Document excerpt:

Book Review: Crafting Engineering Strategy by Will Larson
Book Review: Crafting Engineering Strategy by Will Larson
I recently read Crafting Engineering Strategy, a book by Will Larson.
I had previously found incredible value in Will’s book, Staff Engineer: Leadership beyond the management track and have followed his writing through his blog for quite a while. I attribute much of my success in being promoted to a Staff+ role to the ideas and guidance in the Staff Engineer book, and it is the first place I send others who come to me with questions about the role.
In Crafting Engineering Strategy I have found the next catalyst for deepening my role as a technical leader. The concepts explored in this book filled gaps in my skill set that I could see in my periphery, but could not quite resolve on my own. This book helped me put tangible structure around my approach to strategy and clarified nuanced aspects of strategy work that I could always communicate but struggled to put into practice.
I’m a Staff Engineer - Should I read this book?
Yes, but don’t start here.
If strategy work interests you as part of a Staff+ / prospective Staff+ role, start with Richard Rumelt’s Good Strategy, Bad Strategy and Will Larson’s earlier book, Staff Engineer: Leadership beyond the management track.
These are fantastic (if not a touch abstract) primers to strategy work. For me, these books laid the foundation while Crafting Engineering Strategy made it all click.
Is strategy work actually important?
I personally think that a Staff Engineer with a nose for strategy can provide incredible organizational value. That said, I don’t know that I feel as convicted that all Staff+ Engineers must write strategy. There are a lot of ways to be an impactful Staff+ Engineer, so if strategy work does not energize you or if your organization is sufficiently large that there is little room for you to provide value in strategy work, then you may not find as much value here.
We all participate in strategy in some form as technical leaders - the work you decide to prioritize has an implicit strategy. The frameworks you adopt, the architecture you choose, and the ways you support your team and organization all follow some strategy. It may not be written down, but it exists.
This book helps to put rigor behind that strategy, defining clear “stages” of strategy development and lifecycle (discussed below) and suggesting tool kits for refinement. These concepts elevate strategy from feeling performative or shallow to thoughtful, intelligent, and actionable.
What will I take away from this book?

Exercise set:
• 1. Answer these questions from the book review.
(a) Which two books does the reviewer suggest reading before Crafting Engineering Strategy?
(b) To what does the reviewer attribute much of their success in being promoted to a Staff+ role?
(c) According to the review, what does Crafting Engineering Strategy define clearly to put rigor behind strategy?
• 2. Resume the book review on Crafting Engineering Strategy after its final heading, "What will I take away from this book?"

Photo-based referring expression items:
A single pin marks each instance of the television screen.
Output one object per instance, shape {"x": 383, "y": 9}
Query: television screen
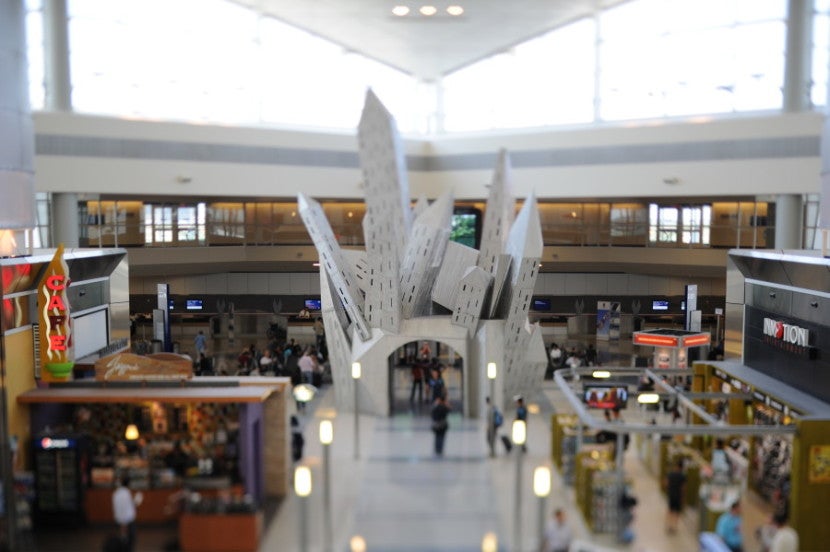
{"x": 605, "y": 395}
{"x": 541, "y": 305}
{"x": 466, "y": 226}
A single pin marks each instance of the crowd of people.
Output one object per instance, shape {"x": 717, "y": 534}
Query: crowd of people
{"x": 303, "y": 363}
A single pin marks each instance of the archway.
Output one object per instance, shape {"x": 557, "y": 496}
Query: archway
{"x": 424, "y": 356}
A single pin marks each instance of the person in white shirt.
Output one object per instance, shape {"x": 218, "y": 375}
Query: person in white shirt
{"x": 124, "y": 510}
{"x": 558, "y": 534}
{"x": 555, "y": 356}
{"x": 308, "y": 365}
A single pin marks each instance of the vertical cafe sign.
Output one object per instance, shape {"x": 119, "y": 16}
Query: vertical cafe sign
{"x": 57, "y": 356}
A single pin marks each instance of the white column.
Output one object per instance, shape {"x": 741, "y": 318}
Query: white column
{"x": 65, "y": 224}
{"x": 797, "y": 62}
{"x": 56, "y": 56}
{"x": 17, "y": 188}
{"x": 788, "y": 221}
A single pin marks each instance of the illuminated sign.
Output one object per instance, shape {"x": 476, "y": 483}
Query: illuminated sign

Responses by task:
• 1.
(a) Richard Rumelt's Good Strategy, Bad Strategy and Will Larson's Staff Engineer: Leadership beyond the management track.
(b) The ideas and guidance in the Staff Engineer book.
(c) Clear "stages" of strategy development and lifecycle.

• 2.
The first few chapters of this book describe who might consider taking on strategy work and how your level of influence might affect your “strategy altitude” - that is, do you have the influence to make a broad proclamation, or does your strategy need to be written permissively and with a more narrow scope. This discussion is balanced by emphasis on when it makes sense to pause strategy work to retrospect on past struggles or more deeply understand organizational dynamics.
Chapters 5 through 10 go on to suggest steps for building engineering strategy. These chapters are the core of the book, and the content that I found most valuable for supplementing my existing understanding of writing strategy.
These chapters discuss five suggested steps for crafting your engineering strategy: exploration, diagnosis, refining, setting policy, and operations. Each step in this process is an input to the next, helping to ground strategy in actionable work. This series of chapters helped me realize that I was (typically) approaching strategy incorrectly. Introspecting a bit as I read, I realized that more often than not I was approaching strategy with some pre-computed solution already in mind, and building my strategy around that bias (referred to in the book as “early anchoring”).
This is, obviously, not ideal. I might luck into a working solution, but how can I be sure it is the correct solution? How can I be sure there aren’t solutions in my periphery that I didn’t explore thoroughly enough? The process above helps patch that gap, but introduces some additional questions as well - how do I establish and refine a strategy once I have one in mind?
Chapters 13 - 15 propose three valuable tools - strategy testing, systems modeling, and Wardley maps. This series of chapters puts a polish on the process proposed above. Make no mistake, these tools require practice to drive successful outcomes, but their framing within the strategy process brings it all together.
Final thoughts
Will Larson’s Crafting Engineering Strategy puts an approachable face on engineering strategy work. Before reading this book I felt that I generally understood the shape of good and bad strategy (Rumelt’s book lays this foundation for me), but I struggled to best identify when strategy was valuable, how to tailor strategy for my audience and level of influence, and most importantly, how to keep strategy on the rails.
Crafting Engineering Strategy filled those gaps for me. It does this by suggesting a structured approach to crafting strategy, with industry proven tools to support the process. Where descriptions aren’t enough, Larson’s proven formula of presenting grounded case studies and examples demonstrates the process.
What I value most about Larson’s work is this grounding in real world interviews and case studies. The examples provided in this book are what elevates the subject for me, providing clear examples of application across very real topics (service migration, LLM adoption, and private equity). This succeeds where the alternatives fail - demonstrating not just the final outcomes, but how we got there.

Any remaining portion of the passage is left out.